Passage provided >>
++++++++++++++++++++
When Chéreau died last week, I felt a kind of tug inside of me again. But when I scoured the obituaries in French newspapers for some sort of reflection on the way his homosexuality influenced his best work, I was stunned and disappointed to find no acknowledgement of his sexuality. I don’t know what the conventions of obituary writing are – what choices obituary writers have to make in acknowledging or making known various elements of a dead person’s life – but there remains something essentially problematic here in avoiding the topic of an artist’s orientation. In a profile of him on radio station Europe 1, ‘G.S.’ mentions his sexuality and his comment to Télérama that he didn’t think his homosexuality should authorise him only to talk about gay things, and quotes him as saying that he believed the line between heterosexuality and homosexuality was very fine and fluid. Fair enough. Those Who Love Me… in particular deals with all sorts of love relations, and in La Reine Margot and Intimacy he did a fine job of talking about straight sexual passion.
But Chéreau did more than that, and his homosexuality – his queerness – runs through his work like letters in a stick of rock. It isn’t calumny to point out that his perspective is consistently a gay one – in Intimacy for instance, with its sharp-eyed, somewhat melancholy view of sexual hook-ups and its poignant depiction of two people lying to their partners and themselves. The characters are played by Mark Rylance and Kerry Fox, but Chéreau’s eye, his camera, his modulation of the story, his depiction of sex, are all heavily indebted, at least as far as I can see, to his own sexuality. I haven’t seen Chéreau’s work in theatre and opera, but I know at least that he is credited with revolutionising the mise en scène of opera by subjecting it to the same rules of dramatic reinterpretation as we now accept as the norm in straight theatre. In other words, Chéreau put his own spin on the classics, giving them a personal or political inflection: I don’t think it’s banging too much on the homosexuality drum to suggest that someone growing up gay in the 50s and early 60s, directing theatre and opera and feeling at a distance from mainstream artistic production, might be enacting one of the primary gay methods of expression, which is to put a queer spin on a more conventional narrative or trope. Is that going too far?
Homosexuality is present not merely in Chéreau’s outlook – although as I argue, his stance is essentially gay and he often returns to a gay ‘canon’ in his work – but is there in the actual stories he chose to tell. The film that made Chéreau’s name, and which he himself used to call his true first film (meaning, I think, his most personal film at that point) is The Wounded Man. Centring on Henri (Jean-Hugues Anglade), an adolescent who falls for an older man, Jean, at a train station, the film is an investigation, before the AIDS crisis reached its height, of the murkier aspects of homosexuality. To win Jean’s love, Henri starts prostituting himself: in addressing the sexual act as a transaction, Chéreau was treading the same sort of ground as the play he would keep returning to throughout his career, Bernard-Marie Koltès’ In The Loneliness Of The Cotton Fields – a play greatly influenced by Jean Genet. Koltès, a close collaborator of Chéreau’s, was an advisor on The Wounded Man and openly gay; he died in 1989 of complications due to AIDS.
++++++++++++++++++++
Required work >>
(A) Mark each statement (i), (ii) and (iii) yes or no according to the Chéreau passage, and quote the exact words that settle it: (i) The writer has seen Chéreau's work in theatre and opera. (ii) Koltès served as an advisor on The Wounded Man. (iii) In The Wounded Man, Henri falls for an older man at a train station.
(B) Extend the Chéreau passage past its final sentence, keeping the same voice and line of argument.
++++++++++++++++++++
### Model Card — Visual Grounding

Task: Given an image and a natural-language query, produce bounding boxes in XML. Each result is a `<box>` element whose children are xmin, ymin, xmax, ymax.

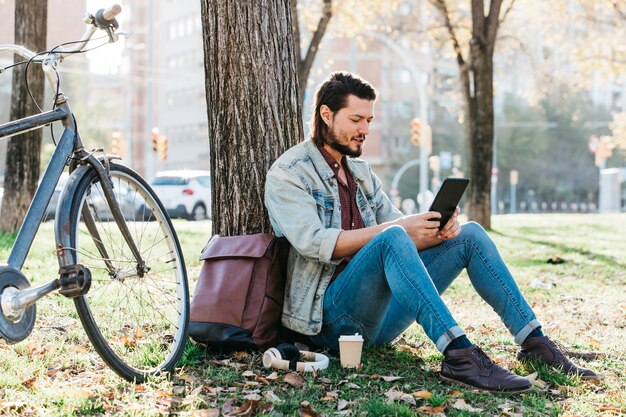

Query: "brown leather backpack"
<box><xmin>189</xmin><ymin>233</ymin><xmax>289</xmax><ymax>352</ymax></box>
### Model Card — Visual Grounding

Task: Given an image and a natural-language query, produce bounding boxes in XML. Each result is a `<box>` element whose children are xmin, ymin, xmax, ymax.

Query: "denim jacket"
<box><xmin>265</xmin><ymin>139</ymin><xmax>402</xmax><ymax>335</ymax></box>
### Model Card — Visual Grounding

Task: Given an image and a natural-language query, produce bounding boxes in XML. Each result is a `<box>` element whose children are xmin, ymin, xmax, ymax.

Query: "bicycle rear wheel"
<box><xmin>70</xmin><ymin>164</ymin><xmax>189</xmax><ymax>382</ymax></box>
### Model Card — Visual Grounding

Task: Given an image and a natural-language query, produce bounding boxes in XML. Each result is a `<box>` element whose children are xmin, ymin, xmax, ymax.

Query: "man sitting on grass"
<box><xmin>265</xmin><ymin>72</ymin><xmax>596</xmax><ymax>393</ymax></box>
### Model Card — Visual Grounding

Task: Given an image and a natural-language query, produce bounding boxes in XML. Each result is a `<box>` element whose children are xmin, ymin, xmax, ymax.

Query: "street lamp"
<box><xmin>509</xmin><ymin>169</ymin><xmax>519</xmax><ymax>213</ymax></box>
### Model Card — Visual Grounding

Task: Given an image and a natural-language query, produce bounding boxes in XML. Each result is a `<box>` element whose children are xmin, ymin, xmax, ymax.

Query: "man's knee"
<box><xmin>460</xmin><ymin>222</ymin><xmax>492</xmax><ymax>244</ymax></box>
<box><xmin>378</xmin><ymin>225</ymin><xmax>412</xmax><ymax>244</ymax></box>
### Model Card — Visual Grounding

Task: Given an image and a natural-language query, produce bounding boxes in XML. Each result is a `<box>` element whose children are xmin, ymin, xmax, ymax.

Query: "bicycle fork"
<box><xmin>75</xmin><ymin>154</ymin><xmax>150</xmax><ymax>279</ymax></box>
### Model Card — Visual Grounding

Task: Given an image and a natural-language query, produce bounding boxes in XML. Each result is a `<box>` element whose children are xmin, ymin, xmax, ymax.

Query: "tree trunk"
<box><xmin>0</xmin><ymin>0</ymin><xmax>48</xmax><ymax>232</ymax></box>
<box><xmin>430</xmin><ymin>0</ymin><xmax>508</xmax><ymax>229</ymax></box>
<box><xmin>462</xmin><ymin>0</ymin><xmax>502</xmax><ymax>229</ymax></box>
<box><xmin>466</xmin><ymin>52</ymin><xmax>494</xmax><ymax>229</ymax></box>
<box><xmin>201</xmin><ymin>0</ymin><xmax>303</xmax><ymax>236</ymax></box>
<box><xmin>289</xmin><ymin>0</ymin><xmax>333</xmax><ymax>106</ymax></box>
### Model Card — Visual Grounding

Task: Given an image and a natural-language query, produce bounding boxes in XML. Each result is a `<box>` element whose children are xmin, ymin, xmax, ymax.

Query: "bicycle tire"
<box><xmin>70</xmin><ymin>163</ymin><xmax>189</xmax><ymax>383</ymax></box>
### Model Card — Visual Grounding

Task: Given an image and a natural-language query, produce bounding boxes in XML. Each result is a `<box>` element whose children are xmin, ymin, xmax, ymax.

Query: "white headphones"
<box><xmin>263</xmin><ymin>345</ymin><xmax>328</xmax><ymax>372</ymax></box>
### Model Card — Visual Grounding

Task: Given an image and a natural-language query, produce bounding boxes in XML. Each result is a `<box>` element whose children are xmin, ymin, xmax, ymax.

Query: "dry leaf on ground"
++++++++++++++++++++
Answers to the tasks >>
(A)
(i) No: "I haven’t seen Chéreau’s work in theatre and opera"
(ii) Yes: "Koltès, a close collaborator of Chéreau’s, was an advisor on The Wounded Man"
(iii) Yes: "an adolescent who falls for an older man, Jean, at a train station"

(B)
Chéreau’s co-writer on The Wounded Man, Hervé Guibert, was a lover of Michel Foucault and would also go on to die of complications arising from AIDS, in 1992. He and Chéreau wrote a film that harked back to Jean Genet’s idea of a gay underworld. It depicted homosexual relations as equally sordid and exciting, portraying a group of people on the margins of society. Chéreau denied at the time that he had made a film about homosexuality, claiming that it was about any sort of youthful passion – and it may be understandable that in 1983 he was uneasy about being categorised as a purely gay artist. But it really is an early and brave example of a ‘gay’ cinema, anticipating New Queer Cinema by nigh on a decade.
Those Who Love Me… would return to explicitly gay themes in 1998, and in 2003 he directed His Brother, a film offering a more serene view of homosexuality, about two brothers, one gay and the other not, and their difficult relationship. It is a lovely film, and one that feels like the work of a man who has worked through a number of concerns and achieved something like reconciliation with himself.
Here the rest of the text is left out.